Return every line below in which the word "tank" appears.

** start of Records **

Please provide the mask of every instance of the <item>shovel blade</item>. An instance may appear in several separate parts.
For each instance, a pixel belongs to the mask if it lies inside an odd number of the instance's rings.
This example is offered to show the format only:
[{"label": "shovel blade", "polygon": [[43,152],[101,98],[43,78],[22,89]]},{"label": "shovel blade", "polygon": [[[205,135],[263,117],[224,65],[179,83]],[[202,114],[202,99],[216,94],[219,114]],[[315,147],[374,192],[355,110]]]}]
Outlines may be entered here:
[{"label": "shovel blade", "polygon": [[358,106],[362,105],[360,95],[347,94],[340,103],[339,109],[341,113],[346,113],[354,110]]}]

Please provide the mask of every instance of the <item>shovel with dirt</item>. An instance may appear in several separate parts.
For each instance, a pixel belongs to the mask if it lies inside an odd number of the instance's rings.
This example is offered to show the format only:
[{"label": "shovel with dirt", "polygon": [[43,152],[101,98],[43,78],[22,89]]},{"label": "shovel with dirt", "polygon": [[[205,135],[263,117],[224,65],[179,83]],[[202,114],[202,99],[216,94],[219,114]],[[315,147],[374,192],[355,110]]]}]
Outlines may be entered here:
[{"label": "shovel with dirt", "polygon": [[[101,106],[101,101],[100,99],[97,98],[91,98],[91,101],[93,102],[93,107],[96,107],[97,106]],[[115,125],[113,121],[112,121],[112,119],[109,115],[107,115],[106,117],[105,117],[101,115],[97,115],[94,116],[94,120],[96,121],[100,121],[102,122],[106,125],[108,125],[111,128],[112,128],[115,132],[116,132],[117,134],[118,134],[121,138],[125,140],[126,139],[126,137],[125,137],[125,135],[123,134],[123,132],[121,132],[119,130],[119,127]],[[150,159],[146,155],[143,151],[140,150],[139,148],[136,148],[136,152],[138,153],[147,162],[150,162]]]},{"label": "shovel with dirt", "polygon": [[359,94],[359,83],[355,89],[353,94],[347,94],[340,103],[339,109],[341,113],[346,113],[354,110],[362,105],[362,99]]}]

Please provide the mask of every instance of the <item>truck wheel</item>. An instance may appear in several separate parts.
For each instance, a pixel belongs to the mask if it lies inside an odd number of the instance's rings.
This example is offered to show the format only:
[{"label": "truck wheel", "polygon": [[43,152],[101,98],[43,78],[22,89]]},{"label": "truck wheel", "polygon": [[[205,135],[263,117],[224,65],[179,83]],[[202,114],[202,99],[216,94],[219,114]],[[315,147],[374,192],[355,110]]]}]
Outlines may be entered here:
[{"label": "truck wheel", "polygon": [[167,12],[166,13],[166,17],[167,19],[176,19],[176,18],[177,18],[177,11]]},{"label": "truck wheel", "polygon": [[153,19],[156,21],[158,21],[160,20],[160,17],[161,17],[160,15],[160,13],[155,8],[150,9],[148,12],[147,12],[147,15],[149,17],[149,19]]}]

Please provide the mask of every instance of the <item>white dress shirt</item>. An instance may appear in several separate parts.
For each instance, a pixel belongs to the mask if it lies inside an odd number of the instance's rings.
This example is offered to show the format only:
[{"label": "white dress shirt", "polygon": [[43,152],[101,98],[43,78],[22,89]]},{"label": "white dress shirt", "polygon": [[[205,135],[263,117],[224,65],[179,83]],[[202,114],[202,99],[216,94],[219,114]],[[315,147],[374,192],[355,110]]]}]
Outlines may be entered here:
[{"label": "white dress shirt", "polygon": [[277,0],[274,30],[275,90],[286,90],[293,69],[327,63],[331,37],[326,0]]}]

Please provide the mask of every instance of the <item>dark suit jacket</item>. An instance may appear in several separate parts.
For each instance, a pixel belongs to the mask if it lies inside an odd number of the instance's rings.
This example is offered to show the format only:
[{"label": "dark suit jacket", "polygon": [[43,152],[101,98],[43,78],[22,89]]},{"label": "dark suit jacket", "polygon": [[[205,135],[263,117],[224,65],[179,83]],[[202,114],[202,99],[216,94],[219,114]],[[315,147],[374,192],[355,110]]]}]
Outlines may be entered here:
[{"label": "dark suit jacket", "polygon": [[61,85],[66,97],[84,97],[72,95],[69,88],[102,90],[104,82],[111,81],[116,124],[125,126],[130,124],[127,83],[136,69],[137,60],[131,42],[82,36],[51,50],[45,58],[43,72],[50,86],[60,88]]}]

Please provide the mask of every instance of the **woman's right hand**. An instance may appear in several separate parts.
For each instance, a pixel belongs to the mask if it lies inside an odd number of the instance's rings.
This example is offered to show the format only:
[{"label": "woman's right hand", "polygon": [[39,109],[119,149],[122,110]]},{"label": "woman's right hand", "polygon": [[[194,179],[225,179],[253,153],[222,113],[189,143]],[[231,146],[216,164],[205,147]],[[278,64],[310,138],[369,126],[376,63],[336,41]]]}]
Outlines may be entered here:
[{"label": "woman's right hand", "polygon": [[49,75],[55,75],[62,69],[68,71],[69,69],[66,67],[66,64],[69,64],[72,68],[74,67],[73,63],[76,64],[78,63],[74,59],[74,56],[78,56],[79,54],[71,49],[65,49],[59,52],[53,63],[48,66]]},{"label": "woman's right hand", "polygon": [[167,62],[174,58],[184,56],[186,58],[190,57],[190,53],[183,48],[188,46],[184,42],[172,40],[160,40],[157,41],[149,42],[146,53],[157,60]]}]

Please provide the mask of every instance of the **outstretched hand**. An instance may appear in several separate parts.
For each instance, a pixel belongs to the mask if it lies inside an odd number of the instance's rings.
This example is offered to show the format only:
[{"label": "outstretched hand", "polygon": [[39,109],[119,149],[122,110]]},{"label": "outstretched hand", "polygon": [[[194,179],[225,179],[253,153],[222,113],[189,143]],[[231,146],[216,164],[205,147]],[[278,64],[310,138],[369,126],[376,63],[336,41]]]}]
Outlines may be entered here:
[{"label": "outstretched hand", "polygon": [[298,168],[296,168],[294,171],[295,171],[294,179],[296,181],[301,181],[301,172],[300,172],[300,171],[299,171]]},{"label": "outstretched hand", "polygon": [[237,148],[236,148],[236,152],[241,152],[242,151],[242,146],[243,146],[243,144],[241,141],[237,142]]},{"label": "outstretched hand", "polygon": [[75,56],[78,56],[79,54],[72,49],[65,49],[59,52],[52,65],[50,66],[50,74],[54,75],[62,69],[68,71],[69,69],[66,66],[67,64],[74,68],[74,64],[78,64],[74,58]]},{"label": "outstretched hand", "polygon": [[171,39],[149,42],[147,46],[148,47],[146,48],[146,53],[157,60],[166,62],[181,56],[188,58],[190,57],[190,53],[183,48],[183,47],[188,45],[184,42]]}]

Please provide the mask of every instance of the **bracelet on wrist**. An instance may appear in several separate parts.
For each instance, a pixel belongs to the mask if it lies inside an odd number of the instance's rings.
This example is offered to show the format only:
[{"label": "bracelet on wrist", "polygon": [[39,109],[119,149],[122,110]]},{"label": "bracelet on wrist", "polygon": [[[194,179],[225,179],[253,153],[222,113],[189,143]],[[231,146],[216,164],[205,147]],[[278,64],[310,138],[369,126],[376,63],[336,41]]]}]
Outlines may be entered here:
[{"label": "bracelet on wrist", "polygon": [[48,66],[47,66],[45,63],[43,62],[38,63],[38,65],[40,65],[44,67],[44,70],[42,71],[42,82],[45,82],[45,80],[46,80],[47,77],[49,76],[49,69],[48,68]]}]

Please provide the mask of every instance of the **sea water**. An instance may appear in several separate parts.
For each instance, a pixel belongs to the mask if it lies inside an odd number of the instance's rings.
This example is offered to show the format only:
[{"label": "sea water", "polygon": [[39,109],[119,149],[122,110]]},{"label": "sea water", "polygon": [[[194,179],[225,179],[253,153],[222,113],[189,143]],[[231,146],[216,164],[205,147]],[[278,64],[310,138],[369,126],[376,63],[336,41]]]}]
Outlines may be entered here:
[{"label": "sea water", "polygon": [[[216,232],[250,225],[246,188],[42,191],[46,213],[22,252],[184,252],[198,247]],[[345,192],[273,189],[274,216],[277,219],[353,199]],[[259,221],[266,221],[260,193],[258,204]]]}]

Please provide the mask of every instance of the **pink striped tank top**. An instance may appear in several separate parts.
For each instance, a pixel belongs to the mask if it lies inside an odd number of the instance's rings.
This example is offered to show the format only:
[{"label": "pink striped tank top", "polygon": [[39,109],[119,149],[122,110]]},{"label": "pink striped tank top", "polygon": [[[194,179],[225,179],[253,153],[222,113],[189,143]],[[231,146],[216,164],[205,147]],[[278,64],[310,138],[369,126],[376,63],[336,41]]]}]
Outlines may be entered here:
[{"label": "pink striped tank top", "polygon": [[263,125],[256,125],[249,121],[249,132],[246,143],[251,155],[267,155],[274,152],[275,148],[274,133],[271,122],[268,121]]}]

** end of Records **

(Correct response):
Please provide the mask of every instance of the **pink striped tank top**. An instance may appear in several separate parts.
[{"label": "pink striped tank top", "polygon": [[39,109],[119,149],[122,110]]},{"label": "pink striped tank top", "polygon": [[[194,179],[225,179],[253,153],[222,113],[189,143]],[[231,146],[216,164],[205,147]],[[278,64],[310,138],[369,126],[376,63],[336,41]]]}]
[{"label": "pink striped tank top", "polygon": [[263,125],[256,125],[249,121],[249,132],[246,143],[251,155],[267,155],[274,152],[275,148],[274,133],[271,122],[268,121]]}]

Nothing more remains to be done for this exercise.